* Start *

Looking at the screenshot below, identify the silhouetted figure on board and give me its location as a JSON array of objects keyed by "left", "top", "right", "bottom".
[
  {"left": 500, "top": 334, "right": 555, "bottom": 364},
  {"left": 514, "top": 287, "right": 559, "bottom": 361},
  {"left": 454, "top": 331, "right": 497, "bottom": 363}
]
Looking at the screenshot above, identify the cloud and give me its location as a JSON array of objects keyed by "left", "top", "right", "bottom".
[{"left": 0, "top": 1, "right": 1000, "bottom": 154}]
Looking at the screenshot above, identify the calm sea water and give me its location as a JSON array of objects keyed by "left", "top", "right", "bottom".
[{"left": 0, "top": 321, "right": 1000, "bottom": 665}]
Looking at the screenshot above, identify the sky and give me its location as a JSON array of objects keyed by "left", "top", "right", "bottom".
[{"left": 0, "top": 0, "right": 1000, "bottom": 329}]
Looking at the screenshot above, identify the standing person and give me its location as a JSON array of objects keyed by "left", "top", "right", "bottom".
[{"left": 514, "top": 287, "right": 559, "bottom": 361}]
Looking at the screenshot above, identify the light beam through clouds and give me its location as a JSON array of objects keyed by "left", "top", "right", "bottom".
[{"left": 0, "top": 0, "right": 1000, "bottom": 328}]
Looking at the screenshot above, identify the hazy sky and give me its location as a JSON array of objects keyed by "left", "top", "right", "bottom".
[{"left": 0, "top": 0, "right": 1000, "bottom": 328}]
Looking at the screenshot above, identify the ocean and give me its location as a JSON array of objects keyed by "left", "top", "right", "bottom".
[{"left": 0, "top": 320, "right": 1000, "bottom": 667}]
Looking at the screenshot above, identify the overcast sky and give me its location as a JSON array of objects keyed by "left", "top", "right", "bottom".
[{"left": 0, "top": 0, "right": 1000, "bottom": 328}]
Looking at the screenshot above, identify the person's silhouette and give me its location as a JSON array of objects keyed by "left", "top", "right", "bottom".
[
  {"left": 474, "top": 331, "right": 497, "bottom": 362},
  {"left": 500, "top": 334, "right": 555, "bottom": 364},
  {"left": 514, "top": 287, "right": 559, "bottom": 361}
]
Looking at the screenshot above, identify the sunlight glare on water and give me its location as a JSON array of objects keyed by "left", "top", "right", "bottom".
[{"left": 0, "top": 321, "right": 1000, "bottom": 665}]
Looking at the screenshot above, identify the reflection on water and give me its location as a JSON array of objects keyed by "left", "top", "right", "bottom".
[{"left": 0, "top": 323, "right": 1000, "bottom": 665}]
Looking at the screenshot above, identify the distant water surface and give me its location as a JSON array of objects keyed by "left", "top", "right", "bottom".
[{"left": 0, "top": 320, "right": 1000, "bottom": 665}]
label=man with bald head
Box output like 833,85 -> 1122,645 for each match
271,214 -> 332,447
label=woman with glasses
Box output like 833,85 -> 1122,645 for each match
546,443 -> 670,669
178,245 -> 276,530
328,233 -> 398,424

* End *

[DIRECTIVE] Print the entries exactly. Include every one.

[EXERCISE SOLUTION]
Looking at the screenshot below, identify the silhouetted figure on board and give me its location as a JSON array of objects keyed by "left", "top", "right", "bottom".
[
  {"left": 500, "top": 334, "right": 555, "bottom": 364},
  {"left": 514, "top": 287, "right": 559, "bottom": 361},
  {"left": 454, "top": 331, "right": 497, "bottom": 363}
]
Looking at the screenshot above, identify the cloud and give me its location as a JSON array of objects keyed by "left", "top", "right", "bottom".
[{"left": 0, "top": 1, "right": 1000, "bottom": 154}]
Looking at the screenshot above, identify the calm sea water and give me its location as a JSON array of objects keyed by "left", "top", "right", "bottom".
[{"left": 0, "top": 321, "right": 1000, "bottom": 665}]
Looking at the screenshot above, identify the sky and give me its location as a JSON array of objects keyed by "left", "top", "right", "bottom".
[{"left": 0, "top": 0, "right": 1000, "bottom": 329}]
Looking at the screenshot above, identify the standing person and give me its location as a JSON array of objects keyed by "left", "top", "right", "bottom".
[{"left": 514, "top": 287, "right": 559, "bottom": 361}]
Looking at the screenshot above, identify the light beam through clouds and give me its location as a JSON array of objects keyed by "left", "top", "right", "bottom".
[{"left": 0, "top": 0, "right": 1000, "bottom": 328}]
Looking at the screenshot above, identify the hazy sky and give me its location as a JSON array of objects keyed by "left", "top", "right", "bottom".
[{"left": 0, "top": 0, "right": 1000, "bottom": 328}]
Looking at the screenshot above, identify the ocean and give me its location as a JSON array of objects keyed by "left", "top", "right", "bottom".
[{"left": 0, "top": 320, "right": 1000, "bottom": 667}]
Looking at the screenshot above, identify the overcast sky and give me its location as a JSON array of objects keyed by "left", "top", "right", "bottom".
[{"left": 0, "top": 0, "right": 1000, "bottom": 328}]
Looking at the screenshot above, identify the person's silhouette and give me its location as a JSON array of objects keyed by "left", "top", "right", "bottom".
[
  {"left": 474, "top": 331, "right": 497, "bottom": 362},
  {"left": 500, "top": 334, "right": 555, "bottom": 364},
  {"left": 514, "top": 287, "right": 559, "bottom": 361}
]
Looking at the screenshot above, identify the sunlight glare on water and give me its location as a JSON array of objects keyed by "left", "top", "right", "bottom".
[{"left": 0, "top": 321, "right": 1000, "bottom": 665}]
Looking at the screenshot above, identify the reflection on water and give me its location as a JSON array of objects keyed by "left", "top", "right", "bottom".
[{"left": 0, "top": 323, "right": 1000, "bottom": 665}]
Looking at the screenshot above, identify the distant water surface and give me its location as a JSON array of objects keyed by "left", "top", "right", "bottom".
[{"left": 0, "top": 320, "right": 1000, "bottom": 665}]
label=man with bald head
Box output like 833,85 -> 1122,645 for each match
271,214 -> 332,447
label=woman with glasses
Box output like 833,85 -> 1122,645 for each match
546,443 -> 670,669
178,245 -> 276,530
328,233 -> 398,424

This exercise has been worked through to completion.